■ Excerpted passage
Indirect selection of thermal tolerance during experimental evolution of Drosophila melanogaster

Natural selection alters the distribution of a trait in a population and indirectly alters the distribution of genetically correlated traits. Long-standing models of thermal adaptation assume that trade-offs exist between fitness at different temperatures; however, experimental evolution often fails to reveal such trade-offs. Here, we show that adaptation to benign temperatures in experimental populations of Drosophila melanogaster resulted in correlated responses at the boundaries of the thermal niche. Specifically, adaptation to fluctuating temperatures (16–25°C) decreased tolerance of extreme heat. Surprisingly, flies adapted to a constant temperature of 25°C had greater cold tolerance than did flies adapted to other thermal conditions, including a constant temperature of 16°C. As our populations were never exposed to extreme temperatures during selection, divergence of thermal tolerance likely reflects indirect selection of standing genetic variation via linkage or pleiotropy. We found no relationship between heat and cold tolerances in these populations. Our results show that the thermal niche evolves by direct and indirect selection, in ways that are more complicated than assumed by theoretical models.

■ Provided material

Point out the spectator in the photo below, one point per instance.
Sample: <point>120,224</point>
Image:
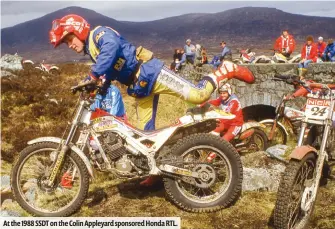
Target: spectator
<point>176,59</point>
<point>204,59</point>
<point>309,54</point>
<point>225,55</point>
<point>189,54</point>
<point>285,44</point>
<point>226,52</point>
<point>321,46</point>
<point>329,54</point>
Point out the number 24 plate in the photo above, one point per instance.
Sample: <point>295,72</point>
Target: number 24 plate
<point>317,109</point>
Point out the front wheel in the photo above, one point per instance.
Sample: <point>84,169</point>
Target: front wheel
<point>54,72</point>
<point>291,210</point>
<point>279,135</point>
<point>29,181</point>
<point>221,177</point>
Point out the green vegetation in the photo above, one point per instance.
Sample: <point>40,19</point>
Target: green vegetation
<point>28,113</point>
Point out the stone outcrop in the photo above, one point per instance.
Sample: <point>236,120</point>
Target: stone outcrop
<point>266,91</point>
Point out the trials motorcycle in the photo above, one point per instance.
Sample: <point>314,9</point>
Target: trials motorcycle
<point>308,162</point>
<point>51,176</point>
<point>287,119</point>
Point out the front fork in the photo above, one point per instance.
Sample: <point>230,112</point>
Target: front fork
<point>309,194</point>
<point>65,148</point>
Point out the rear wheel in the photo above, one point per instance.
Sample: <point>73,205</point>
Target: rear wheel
<point>294,206</point>
<point>221,178</point>
<point>29,181</point>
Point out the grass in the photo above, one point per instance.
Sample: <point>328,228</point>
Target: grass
<point>27,113</point>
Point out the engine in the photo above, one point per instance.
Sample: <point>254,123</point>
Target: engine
<point>120,158</point>
<point>112,145</point>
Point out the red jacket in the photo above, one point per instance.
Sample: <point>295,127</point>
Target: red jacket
<point>232,106</point>
<point>301,91</point>
<point>313,53</point>
<point>321,48</point>
<point>282,43</point>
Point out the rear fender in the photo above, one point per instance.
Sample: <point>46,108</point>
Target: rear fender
<point>266,121</point>
<point>73,148</point>
<point>300,152</point>
<point>246,134</point>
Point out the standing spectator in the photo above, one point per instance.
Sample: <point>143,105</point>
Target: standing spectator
<point>189,54</point>
<point>204,59</point>
<point>329,54</point>
<point>309,54</point>
<point>285,44</point>
<point>176,58</point>
<point>321,46</point>
<point>226,52</point>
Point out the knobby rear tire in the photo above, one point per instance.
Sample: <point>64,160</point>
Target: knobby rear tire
<point>287,182</point>
<point>234,188</point>
<point>82,192</point>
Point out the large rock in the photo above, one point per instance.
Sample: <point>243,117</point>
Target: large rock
<point>13,62</point>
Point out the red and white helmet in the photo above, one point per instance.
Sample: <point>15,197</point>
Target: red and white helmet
<point>226,87</point>
<point>68,24</point>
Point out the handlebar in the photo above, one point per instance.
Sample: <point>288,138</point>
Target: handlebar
<point>307,86</point>
<point>322,86</point>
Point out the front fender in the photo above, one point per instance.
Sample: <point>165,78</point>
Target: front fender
<point>301,151</point>
<point>266,121</point>
<point>72,146</point>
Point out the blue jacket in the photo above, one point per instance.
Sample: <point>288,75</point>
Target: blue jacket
<point>330,49</point>
<point>113,55</point>
<point>111,102</point>
<point>116,57</point>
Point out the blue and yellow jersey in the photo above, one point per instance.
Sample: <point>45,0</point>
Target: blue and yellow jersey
<point>112,55</point>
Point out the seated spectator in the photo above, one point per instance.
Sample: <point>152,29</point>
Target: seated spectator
<point>329,53</point>
<point>309,54</point>
<point>215,60</point>
<point>225,55</point>
<point>285,44</point>
<point>189,54</point>
<point>321,46</point>
<point>226,52</point>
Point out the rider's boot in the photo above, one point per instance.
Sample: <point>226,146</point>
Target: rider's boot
<point>228,70</point>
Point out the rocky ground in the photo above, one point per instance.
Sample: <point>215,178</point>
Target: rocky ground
<point>36,104</point>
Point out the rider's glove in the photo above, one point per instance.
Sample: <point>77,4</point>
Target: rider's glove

■ Your task
According to the abstract on thermal adaptation in Drosophila melanogaster, which flies showed greater cold tolerance than flies adapted to the other thermal conditions?

■ Final answer
Flies adapted to a constant temperature of 25°C.